#### EXERCISE INSTRUCTIONS:
Nothing in the records should differ when they are repeated. Restate them word for word.

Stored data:
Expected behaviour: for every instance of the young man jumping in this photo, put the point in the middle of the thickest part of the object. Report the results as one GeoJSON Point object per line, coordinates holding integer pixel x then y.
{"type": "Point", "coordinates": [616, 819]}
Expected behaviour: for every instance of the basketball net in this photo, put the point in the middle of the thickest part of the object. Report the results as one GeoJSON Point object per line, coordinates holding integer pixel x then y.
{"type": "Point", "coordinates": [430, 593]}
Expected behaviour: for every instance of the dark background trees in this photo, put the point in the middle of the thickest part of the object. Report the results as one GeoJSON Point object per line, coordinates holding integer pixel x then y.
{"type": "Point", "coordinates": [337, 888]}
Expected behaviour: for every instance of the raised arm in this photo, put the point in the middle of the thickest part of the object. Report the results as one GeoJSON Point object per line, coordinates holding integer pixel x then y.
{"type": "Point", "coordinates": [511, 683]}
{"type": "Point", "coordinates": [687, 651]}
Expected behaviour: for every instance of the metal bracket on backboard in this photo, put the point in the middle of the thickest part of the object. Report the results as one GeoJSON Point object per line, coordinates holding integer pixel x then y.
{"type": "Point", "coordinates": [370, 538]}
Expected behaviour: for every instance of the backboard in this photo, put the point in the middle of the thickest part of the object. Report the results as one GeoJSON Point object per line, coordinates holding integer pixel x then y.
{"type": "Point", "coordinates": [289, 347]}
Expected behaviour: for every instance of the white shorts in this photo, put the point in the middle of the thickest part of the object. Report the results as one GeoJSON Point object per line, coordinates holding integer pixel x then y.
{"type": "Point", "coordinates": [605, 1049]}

#### ANSWER TO THIS EXERCISE:
Expected behaviour: for every instance of the young man jumping in this photo, put the point in the middle of the thickest part of the object. Report the results as one GeoJSON Point object per line, coordinates holding integer pixel x then y.
{"type": "Point", "coordinates": [616, 819]}
Expected behaviour: for every instance of the basketball net in this photo, put the point in the middle of the thickest part of the object. Report the results as one GeoJSON Point object per line, coordinates holding integer pixel x then y.
{"type": "Point", "coordinates": [430, 593]}
Expected behaviour: for every instance of the dark background trees in this photo, put the point in the middle of the thickest part of the object. Report the results as one GeoJSON Point object per line, coordinates holding integer pixel x then y.
{"type": "Point", "coordinates": [337, 888]}
Expected behaviour: for every instance of the raised arm in this photo, put the point in the middle of the thickest part of the object. Report the results as one GeoJSON Point object per line, coordinates holding integer pixel x then y.
{"type": "Point", "coordinates": [511, 683]}
{"type": "Point", "coordinates": [687, 651]}
Expected behaviour: for every instance of the metal bracket on backboard in this photo, put the point in the middle of the thickest part of the object. Report the results as one GeoJSON Point object per line, coordinates holding integer pixel x then y.
{"type": "Point", "coordinates": [370, 538]}
Expected behaviour: for every instance of the backboard in this photo, put the point in the middle of the thickest part of the object. Report the results as one GeoJSON Point object per line, coordinates holding integer pixel x then y.
{"type": "Point", "coordinates": [289, 347]}
Expected behaviour: for every instance of the white shorts in this photo, put the point in the middle of the thickest part of the object. Report the results as one GeoJSON Point object per line, coordinates holding integer pixel x then y.
{"type": "Point", "coordinates": [605, 1049]}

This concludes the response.